Update the lines of the items below by replacing "Quick presence check" with "Brief presence check" everywhere, leaving all else unchanged. Leave the pictures out of your answer.

### ENTRIES PROVIDED
——————

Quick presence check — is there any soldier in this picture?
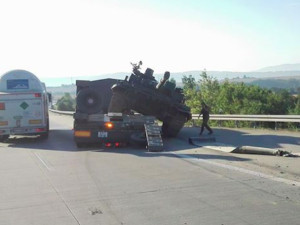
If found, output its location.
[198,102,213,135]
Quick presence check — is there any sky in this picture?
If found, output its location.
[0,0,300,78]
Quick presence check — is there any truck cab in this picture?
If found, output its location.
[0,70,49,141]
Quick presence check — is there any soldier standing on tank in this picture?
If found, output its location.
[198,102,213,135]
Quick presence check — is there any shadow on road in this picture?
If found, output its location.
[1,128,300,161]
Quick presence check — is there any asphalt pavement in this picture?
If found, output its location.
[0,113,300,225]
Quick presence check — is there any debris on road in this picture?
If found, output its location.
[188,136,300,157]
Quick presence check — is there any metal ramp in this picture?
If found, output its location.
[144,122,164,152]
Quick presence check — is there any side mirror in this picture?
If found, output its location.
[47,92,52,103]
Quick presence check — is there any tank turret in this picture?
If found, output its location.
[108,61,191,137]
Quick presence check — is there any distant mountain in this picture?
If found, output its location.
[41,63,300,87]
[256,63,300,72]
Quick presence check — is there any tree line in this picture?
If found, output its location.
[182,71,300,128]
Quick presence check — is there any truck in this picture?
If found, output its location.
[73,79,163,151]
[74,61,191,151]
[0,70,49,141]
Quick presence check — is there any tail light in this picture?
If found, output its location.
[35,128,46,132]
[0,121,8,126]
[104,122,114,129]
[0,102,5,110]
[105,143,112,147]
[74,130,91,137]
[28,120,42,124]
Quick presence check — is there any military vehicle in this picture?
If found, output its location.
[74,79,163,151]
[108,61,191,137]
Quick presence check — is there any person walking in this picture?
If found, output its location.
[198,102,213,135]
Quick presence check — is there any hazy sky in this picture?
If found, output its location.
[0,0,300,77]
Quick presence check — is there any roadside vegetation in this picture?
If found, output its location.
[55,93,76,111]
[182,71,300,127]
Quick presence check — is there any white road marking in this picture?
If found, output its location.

——————

### COMPLETED EXERCISE
Brief presence check — is there any soldier in this picture?
If found, output its location.
[198,102,213,135]
Brief presence check — is there any sky in this picture?
If found, output its location.
[0,0,300,78]
Brief presence check — is there any truck cab in this picture?
If found, output its location.
[0,70,49,141]
Brief presence check — is there any soldier standing on tank in this picture?
If found, output its location.
[198,102,213,135]
Brief presence check — is there any shadow on road in this picture?
If found, output its location.
[1,128,300,161]
Brief presence check — is there any asphalt pavement in this picture?
If found, output its location.
[0,113,300,225]
Brief presence check — is there any debris on road in this picture?
If found, output its location.
[188,136,300,157]
Brief presence check — is there any metal ramp in this picture?
If found, output its location.
[144,122,164,152]
Brief presence check — is there any side mirror in this picture?
If found, output its location.
[47,92,52,103]
Brief presence check — is there any tank turret in this picture?
If found, output its location.
[108,61,191,137]
Brief presence check — is there any distant mountain in this picture?
If found, output its location.
[41,63,300,87]
[256,63,300,72]
Brief presence check — is there any tree line in this picture?
If found, output its location.
[182,71,300,128]
Brief presence check — is there any truck in this picture?
If found, output its location.
[73,79,163,151]
[74,61,191,151]
[0,70,49,141]
Brief presence check — is there any tail light in this picture?
If found, output its location.
[35,128,46,132]
[0,121,8,126]
[104,122,114,129]
[0,102,5,110]
[105,143,112,147]
[74,130,91,137]
[28,120,42,124]
Brief presence check — is there any military vehicle in this picture?
If found, output its location.
[74,79,163,151]
[108,61,191,137]
Brief presence check — is there any person walking in this picture?
If found, output its location.
[198,102,213,135]
Brief presence check — is there any hazy sky in this picture?
If found, output its location.
[0,0,300,77]
Brief presence check — is there any roadside vegetation in this picture?
If found, output its location.
[55,93,76,111]
[182,71,300,127]
Brief presence check — is there any white road marking in this picture?
If found, output its location.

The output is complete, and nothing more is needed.